# [TASK BRIEF]
Going line by line through the entries below, tally those that hold the string "headrest". Give only the total.

# [DATA RECORDS]

++++++++

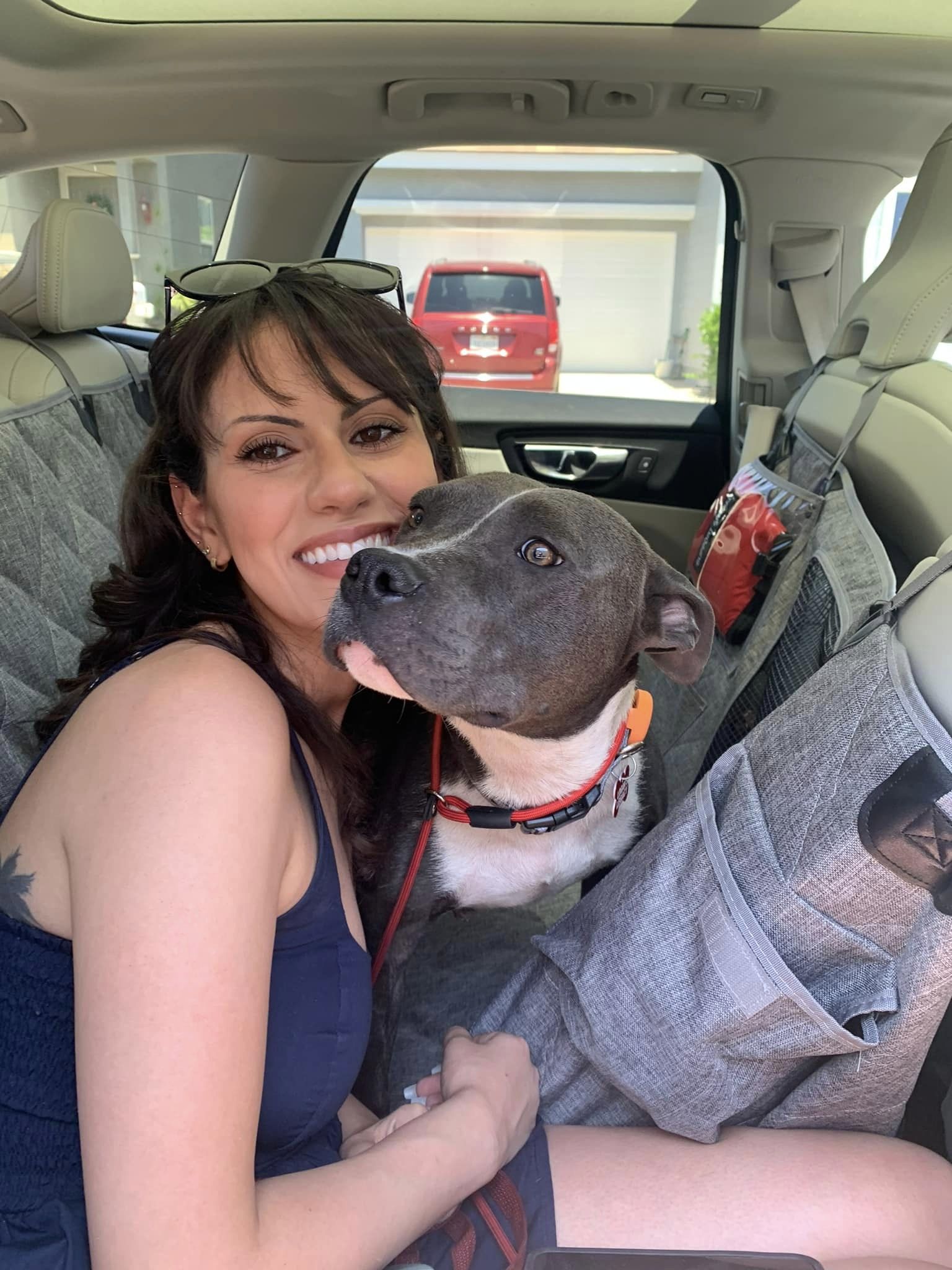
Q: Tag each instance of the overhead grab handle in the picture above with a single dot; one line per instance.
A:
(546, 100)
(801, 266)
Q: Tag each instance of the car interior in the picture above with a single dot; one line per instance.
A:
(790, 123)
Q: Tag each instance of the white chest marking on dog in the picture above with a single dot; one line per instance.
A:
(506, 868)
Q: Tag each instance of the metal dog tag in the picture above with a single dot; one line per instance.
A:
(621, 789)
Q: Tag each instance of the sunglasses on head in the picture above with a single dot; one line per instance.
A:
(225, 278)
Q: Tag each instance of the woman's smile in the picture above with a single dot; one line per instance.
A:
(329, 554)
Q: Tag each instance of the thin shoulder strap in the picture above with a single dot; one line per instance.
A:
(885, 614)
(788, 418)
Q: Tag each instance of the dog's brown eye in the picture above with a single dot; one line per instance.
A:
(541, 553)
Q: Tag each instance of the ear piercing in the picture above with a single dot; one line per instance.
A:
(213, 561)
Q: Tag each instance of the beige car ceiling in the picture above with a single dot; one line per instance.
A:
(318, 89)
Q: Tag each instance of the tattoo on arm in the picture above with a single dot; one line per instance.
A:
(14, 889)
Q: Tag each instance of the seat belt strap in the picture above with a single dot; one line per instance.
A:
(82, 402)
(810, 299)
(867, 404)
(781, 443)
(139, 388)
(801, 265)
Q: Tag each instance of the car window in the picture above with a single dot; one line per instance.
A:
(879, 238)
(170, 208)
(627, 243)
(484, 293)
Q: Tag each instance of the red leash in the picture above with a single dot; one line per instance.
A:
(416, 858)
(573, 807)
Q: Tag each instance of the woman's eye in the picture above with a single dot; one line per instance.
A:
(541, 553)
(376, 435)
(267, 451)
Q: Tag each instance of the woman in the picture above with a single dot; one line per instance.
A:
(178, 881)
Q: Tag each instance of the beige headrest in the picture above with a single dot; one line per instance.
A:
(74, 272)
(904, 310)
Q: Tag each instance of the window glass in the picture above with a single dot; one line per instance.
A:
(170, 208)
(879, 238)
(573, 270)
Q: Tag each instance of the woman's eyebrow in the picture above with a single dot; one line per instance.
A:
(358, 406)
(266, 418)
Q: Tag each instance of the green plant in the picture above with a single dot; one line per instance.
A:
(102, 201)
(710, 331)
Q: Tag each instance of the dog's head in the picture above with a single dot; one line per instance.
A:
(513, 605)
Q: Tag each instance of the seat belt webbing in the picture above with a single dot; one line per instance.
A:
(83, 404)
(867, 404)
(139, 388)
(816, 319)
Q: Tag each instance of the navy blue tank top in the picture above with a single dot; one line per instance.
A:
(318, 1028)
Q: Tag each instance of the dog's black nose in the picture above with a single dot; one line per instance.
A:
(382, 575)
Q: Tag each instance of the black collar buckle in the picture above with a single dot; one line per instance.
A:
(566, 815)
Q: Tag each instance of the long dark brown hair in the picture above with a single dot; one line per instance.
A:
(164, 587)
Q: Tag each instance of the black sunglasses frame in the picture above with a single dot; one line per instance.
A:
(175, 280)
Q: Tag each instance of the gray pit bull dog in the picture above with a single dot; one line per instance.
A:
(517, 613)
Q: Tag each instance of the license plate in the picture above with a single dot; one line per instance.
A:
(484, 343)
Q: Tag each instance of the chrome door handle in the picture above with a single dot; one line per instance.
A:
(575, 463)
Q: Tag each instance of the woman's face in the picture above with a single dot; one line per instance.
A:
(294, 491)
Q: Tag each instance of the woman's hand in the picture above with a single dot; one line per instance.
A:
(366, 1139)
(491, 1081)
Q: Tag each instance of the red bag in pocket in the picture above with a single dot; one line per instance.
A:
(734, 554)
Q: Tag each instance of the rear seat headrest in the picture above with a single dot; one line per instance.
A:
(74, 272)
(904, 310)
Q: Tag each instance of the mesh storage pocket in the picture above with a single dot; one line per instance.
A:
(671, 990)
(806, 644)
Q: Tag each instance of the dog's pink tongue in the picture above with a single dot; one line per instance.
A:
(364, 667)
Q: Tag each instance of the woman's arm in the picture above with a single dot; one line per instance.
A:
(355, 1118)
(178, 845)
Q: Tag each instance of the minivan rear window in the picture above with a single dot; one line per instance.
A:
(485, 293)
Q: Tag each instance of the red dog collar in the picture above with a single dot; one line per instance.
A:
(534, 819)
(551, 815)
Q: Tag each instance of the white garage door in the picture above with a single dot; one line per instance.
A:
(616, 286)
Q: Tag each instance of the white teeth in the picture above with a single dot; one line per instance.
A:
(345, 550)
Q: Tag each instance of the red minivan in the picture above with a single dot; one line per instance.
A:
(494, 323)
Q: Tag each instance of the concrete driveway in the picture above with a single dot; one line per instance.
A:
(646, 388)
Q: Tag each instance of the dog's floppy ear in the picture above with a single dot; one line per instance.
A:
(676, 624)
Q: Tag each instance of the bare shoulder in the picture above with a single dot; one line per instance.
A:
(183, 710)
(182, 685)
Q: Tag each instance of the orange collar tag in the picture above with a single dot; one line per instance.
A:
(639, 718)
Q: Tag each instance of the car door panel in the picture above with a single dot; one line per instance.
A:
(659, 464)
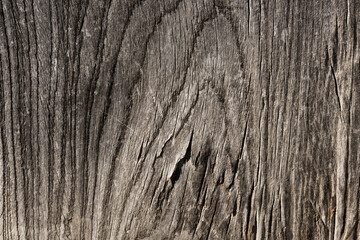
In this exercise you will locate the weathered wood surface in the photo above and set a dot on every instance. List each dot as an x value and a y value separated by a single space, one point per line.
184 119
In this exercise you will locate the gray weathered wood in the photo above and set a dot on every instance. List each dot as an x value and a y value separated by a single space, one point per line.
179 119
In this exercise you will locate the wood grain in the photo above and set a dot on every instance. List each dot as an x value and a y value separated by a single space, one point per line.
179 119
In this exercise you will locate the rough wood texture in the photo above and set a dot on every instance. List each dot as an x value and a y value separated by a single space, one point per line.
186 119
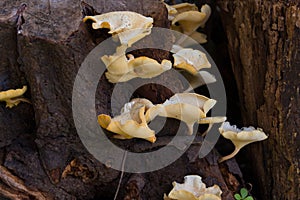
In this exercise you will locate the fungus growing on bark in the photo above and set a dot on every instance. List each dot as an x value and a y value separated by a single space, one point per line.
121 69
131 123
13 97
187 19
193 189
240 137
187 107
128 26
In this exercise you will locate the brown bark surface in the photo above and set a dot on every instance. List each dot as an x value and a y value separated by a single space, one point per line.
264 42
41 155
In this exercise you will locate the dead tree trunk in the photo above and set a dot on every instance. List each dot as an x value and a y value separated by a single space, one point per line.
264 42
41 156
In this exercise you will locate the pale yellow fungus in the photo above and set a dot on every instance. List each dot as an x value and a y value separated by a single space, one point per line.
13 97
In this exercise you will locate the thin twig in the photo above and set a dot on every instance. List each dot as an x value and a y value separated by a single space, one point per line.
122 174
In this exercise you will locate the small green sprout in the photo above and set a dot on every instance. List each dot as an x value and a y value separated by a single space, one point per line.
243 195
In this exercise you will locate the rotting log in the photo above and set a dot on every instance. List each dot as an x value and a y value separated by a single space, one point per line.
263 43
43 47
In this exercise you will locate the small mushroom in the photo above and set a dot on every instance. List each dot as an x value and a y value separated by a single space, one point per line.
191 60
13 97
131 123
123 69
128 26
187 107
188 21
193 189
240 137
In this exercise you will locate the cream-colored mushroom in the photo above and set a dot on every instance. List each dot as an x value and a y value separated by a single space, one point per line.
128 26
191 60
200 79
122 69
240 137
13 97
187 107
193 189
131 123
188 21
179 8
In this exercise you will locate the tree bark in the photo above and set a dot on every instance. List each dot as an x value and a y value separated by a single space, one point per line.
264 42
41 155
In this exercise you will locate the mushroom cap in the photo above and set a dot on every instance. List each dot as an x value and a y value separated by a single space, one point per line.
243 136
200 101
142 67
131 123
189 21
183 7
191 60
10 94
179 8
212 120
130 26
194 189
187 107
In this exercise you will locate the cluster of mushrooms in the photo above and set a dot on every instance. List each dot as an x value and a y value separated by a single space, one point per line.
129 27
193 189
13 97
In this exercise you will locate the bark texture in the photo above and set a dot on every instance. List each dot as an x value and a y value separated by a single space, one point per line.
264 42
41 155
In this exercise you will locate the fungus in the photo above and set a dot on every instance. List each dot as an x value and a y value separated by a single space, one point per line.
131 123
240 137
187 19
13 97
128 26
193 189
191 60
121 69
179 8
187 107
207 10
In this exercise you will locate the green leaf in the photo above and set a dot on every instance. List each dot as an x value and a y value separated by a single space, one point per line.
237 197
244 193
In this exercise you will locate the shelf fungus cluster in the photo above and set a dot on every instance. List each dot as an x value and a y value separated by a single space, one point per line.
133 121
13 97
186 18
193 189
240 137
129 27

++++++++

# [FINAL ANSWER]
2